▸ EXERCÍCIO ESCRITO 1: Conte quantas linhas das entradas contêm a palavra "finial" e indique só esse número.

▸ EXCERTO DO TEXTO:
Junto ao Farol encontramo-nos com mais alguns dos caminheiros que tinham seguido na frente. Nós ficamo-nos por aí durante mais algum tempo. O Grupo voltou assim a ficar reduzido a cerca de doze elementos. Seria assim o nosso grupo até ao fim desta excelente caminhada - romaria.
Logo depois do descanso junto ao farol de S. Jorge, flectimos para a direita ao encontro da Vereda da Vigia. Por aí descemos lentamente, sempre muito lentamente, até á Rocha de Baixo. Pelo caminho, como se não bastassem as uvas, agora eram os figos, brancos e pretos a toldar-nos os nossos pensamentos. Assim, não há quem resista!



Por esta altura é normal encontrar todas as gentes concentradas nas vindimas. Junto aos velhos lagares, disseminados por entre os poios de vinha, encontramos famílias inteiras cuidando da sua vindima! Cuidando da sua vindima e de quem passa! Em todos eles o sistemático convite. Tínhamos de provar os petiscos, o mosto ou para quem preferisse , o vinho guardado ou na pipa ou no garrafão. Perdi assim a conta no numero de adegas, lagares e afins pelos quais fomos parando. Cabrito assado, pepinos da região com sal, figos na figueira e no prato foram alguns dos manjares que nos foram oferecendo para “dentinho”! Bem, o melhor é de facto ficar por aqui. Houve deles que, para muita surpresa minha, já nos esperavam e estranhavam o nosso atraso. Afinal parece que este grupo é mesmo fiel a esta romaria, tal é a rede de “conhecimentos” solidificada ao longo dos anos junto destas gentes.
Seguimos caminho alegremente. Pela boa disposição e certamente por “outras”razões!

(Itens de uma fonte de dados)
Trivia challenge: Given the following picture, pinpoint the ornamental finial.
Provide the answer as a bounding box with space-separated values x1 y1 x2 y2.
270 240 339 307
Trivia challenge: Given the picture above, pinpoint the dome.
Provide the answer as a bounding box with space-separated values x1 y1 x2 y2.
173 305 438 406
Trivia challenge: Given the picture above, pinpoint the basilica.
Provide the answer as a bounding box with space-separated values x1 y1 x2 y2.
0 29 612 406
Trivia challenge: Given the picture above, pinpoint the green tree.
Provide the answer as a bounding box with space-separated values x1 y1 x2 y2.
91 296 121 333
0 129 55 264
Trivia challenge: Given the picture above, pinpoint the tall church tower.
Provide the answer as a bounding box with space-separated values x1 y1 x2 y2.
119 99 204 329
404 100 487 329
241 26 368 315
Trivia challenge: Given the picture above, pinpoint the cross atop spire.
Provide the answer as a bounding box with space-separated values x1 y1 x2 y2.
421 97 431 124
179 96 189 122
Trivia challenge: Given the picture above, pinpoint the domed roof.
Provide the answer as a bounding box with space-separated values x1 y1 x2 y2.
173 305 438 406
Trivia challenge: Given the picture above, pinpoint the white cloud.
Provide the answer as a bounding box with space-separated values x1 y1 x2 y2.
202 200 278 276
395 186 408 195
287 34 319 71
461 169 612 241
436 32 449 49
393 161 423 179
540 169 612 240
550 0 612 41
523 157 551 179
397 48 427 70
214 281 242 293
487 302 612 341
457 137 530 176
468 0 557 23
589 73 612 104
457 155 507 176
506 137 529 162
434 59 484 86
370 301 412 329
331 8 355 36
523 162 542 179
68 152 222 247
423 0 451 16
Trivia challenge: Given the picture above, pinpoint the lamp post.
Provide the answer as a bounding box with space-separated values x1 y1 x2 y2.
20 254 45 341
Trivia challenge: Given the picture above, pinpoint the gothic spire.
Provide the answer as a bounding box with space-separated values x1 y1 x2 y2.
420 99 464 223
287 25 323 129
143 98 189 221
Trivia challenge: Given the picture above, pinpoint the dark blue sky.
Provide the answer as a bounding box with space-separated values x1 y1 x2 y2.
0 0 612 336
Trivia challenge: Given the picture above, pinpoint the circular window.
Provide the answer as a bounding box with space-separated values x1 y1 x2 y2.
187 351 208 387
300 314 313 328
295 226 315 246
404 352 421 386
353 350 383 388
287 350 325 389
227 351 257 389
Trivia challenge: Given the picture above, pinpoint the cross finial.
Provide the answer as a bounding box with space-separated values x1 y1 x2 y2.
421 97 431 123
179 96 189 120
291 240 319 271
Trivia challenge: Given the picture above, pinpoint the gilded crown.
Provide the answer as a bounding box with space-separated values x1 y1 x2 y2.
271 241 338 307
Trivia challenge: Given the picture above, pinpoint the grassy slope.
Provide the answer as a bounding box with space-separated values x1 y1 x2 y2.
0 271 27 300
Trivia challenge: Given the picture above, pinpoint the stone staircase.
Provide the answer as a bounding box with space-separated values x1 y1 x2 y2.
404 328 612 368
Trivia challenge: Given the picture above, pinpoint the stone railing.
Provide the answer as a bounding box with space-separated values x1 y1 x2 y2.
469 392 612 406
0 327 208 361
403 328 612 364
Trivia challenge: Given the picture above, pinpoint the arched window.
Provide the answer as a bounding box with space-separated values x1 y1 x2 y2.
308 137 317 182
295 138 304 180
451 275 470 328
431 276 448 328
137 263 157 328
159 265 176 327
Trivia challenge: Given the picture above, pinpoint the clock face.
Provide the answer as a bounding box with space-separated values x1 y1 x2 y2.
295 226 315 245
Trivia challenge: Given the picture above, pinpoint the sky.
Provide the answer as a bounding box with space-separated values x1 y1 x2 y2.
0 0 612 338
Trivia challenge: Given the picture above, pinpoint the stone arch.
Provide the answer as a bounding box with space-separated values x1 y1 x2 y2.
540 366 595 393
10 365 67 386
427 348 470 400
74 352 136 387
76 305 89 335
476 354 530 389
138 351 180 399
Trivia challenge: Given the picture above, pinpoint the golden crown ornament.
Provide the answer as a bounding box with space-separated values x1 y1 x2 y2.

▸ EXERCÍCIO ESCRITO 2: Por favor, liste os nomes próprios de lugares que aparecem no relato da caminhada.

▸ RESOLUÇÃO COMENTADA 1: 2

▸ RESOLUÇÃO COMENTADA 2:
Farol de S. Jorge
Vereda da Vigia
Rocha de Baixo